**GIVEN PROBLEM**
List every line of the data below that contains the string "sandy", copying each line in full. Only matches with the same capitalization count.

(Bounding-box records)
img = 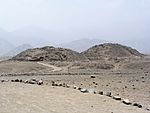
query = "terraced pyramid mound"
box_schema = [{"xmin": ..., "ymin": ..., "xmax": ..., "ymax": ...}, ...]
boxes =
[
  {"xmin": 82, "ymin": 43, "xmax": 143, "ymax": 60},
  {"xmin": 12, "ymin": 46, "xmax": 87, "ymax": 61}
]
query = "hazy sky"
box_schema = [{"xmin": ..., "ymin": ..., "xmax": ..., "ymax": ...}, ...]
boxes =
[{"xmin": 0, "ymin": 0, "xmax": 150, "ymax": 45}]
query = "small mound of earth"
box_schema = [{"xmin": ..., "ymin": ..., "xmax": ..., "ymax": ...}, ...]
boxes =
[
  {"xmin": 82, "ymin": 43, "xmax": 143, "ymax": 60},
  {"xmin": 12, "ymin": 46, "xmax": 87, "ymax": 61},
  {"xmin": 0, "ymin": 83, "xmax": 147, "ymax": 113}
]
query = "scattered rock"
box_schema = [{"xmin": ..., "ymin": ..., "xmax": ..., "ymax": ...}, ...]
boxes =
[
  {"xmin": 28, "ymin": 80, "xmax": 37, "ymax": 84},
  {"xmin": 66, "ymin": 84, "xmax": 70, "ymax": 88},
  {"xmin": 98, "ymin": 91, "xmax": 104, "ymax": 95},
  {"xmin": 63, "ymin": 83, "xmax": 66, "ymax": 87},
  {"xmin": 122, "ymin": 99, "xmax": 132, "ymax": 105},
  {"xmin": 91, "ymin": 75, "xmax": 95, "ymax": 78},
  {"xmin": 113, "ymin": 96, "xmax": 121, "ymax": 100},
  {"xmin": 24, "ymin": 80, "xmax": 29, "ymax": 83},
  {"xmin": 80, "ymin": 88, "xmax": 88, "ymax": 93},
  {"xmin": 87, "ymin": 89, "xmax": 95, "ymax": 93},
  {"xmin": 1, "ymin": 80, "xmax": 5, "ymax": 82},
  {"xmin": 106, "ymin": 92, "xmax": 111, "ymax": 97},
  {"xmin": 73, "ymin": 86, "xmax": 77, "ymax": 89},
  {"xmin": 146, "ymin": 107, "xmax": 150, "ymax": 111},
  {"xmin": 15, "ymin": 79, "xmax": 20, "ymax": 82},
  {"xmin": 37, "ymin": 80, "xmax": 43, "ymax": 85}
]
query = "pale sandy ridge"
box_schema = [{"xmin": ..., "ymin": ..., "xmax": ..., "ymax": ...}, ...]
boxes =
[{"xmin": 0, "ymin": 83, "xmax": 147, "ymax": 113}]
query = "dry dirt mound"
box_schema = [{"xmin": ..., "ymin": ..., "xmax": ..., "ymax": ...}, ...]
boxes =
[
  {"xmin": 12, "ymin": 46, "xmax": 87, "ymax": 61},
  {"xmin": 0, "ymin": 83, "xmax": 146, "ymax": 113},
  {"xmin": 82, "ymin": 43, "xmax": 143, "ymax": 60}
]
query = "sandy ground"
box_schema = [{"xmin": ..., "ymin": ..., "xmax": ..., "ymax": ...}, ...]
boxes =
[
  {"xmin": 0, "ymin": 83, "xmax": 146, "ymax": 113},
  {"xmin": 0, "ymin": 59, "xmax": 150, "ymax": 113}
]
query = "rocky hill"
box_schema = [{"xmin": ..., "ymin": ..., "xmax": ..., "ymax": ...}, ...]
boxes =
[
  {"xmin": 81, "ymin": 43, "xmax": 143, "ymax": 60},
  {"xmin": 12, "ymin": 46, "xmax": 87, "ymax": 61}
]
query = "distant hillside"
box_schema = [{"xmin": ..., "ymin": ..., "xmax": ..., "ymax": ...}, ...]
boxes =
[
  {"xmin": 12, "ymin": 46, "xmax": 87, "ymax": 61},
  {"xmin": 0, "ymin": 39, "xmax": 15, "ymax": 56},
  {"xmin": 58, "ymin": 39, "xmax": 105, "ymax": 52},
  {"xmin": 82, "ymin": 43, "xmax": 142, "ymax": 60},
  {"xmin": 3, "ymin": 44, "xmax": 33, "ymax": 57}
]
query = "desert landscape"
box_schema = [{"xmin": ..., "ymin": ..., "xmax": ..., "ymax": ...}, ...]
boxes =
[{"xmin": 0, "ymin": 43, "xmax": 150, "ymax": 113}]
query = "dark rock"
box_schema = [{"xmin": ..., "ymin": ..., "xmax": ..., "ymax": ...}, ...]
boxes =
[
  {"xmin": 91, "ymin": 75, "xmax": 95, "ymax": 78},
  {"xmin": 37, "ymin": 80, "xmax": 43, "ymax": 85},
  {"xmin": 15, "ymin": 79, "xmax": 20, "ymax": 82},
  {"xmin": 122, "ymin": 99, "xmax": 132, "ymax": 105},
  {"xmin": 113, "ymin": 96, "xmax": 121, "ymax": 100},
  {"xmin": 106, "ymin": 92, "xmax": 111, "ymax": 97},
  {"xmin": 98, "ymin": 91, "xmax": 104, "ymax": 95}
]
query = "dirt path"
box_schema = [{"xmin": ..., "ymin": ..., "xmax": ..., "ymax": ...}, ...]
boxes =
[
  {"xmin": 37, "ymin": 62, "xmax": 62, "ymax": 72},
  {"xmin": 0, "ymin": 83, "xmax": 147, "ymax": 113}
]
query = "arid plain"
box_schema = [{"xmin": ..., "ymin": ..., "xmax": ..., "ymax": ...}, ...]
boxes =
[{"xmin": 0, "ymin": 44, "xmax": 150, "ymax": 113}]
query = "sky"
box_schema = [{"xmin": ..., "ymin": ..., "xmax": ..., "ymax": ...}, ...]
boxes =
[{"xmin": 0, "ymin": 0, "xmax": 150, "ymax": 50}]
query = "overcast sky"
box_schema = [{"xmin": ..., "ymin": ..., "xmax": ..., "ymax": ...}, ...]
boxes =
[{"xmin": 0, "ymin": 0, "xmax": 150, "ymax": 46}]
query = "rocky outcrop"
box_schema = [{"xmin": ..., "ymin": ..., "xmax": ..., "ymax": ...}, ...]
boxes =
[{"xmin": 12, "ymin": 46, "xmax": 87, "ymax": 61}]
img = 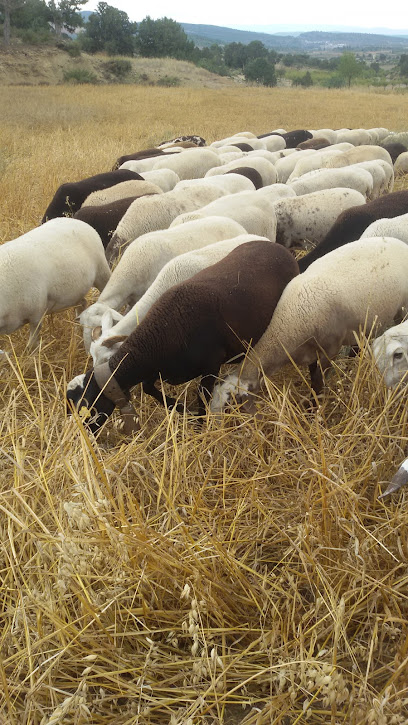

**WRITTEN REPLY**
query = "pale sandy ridge"
query = "sandy ground"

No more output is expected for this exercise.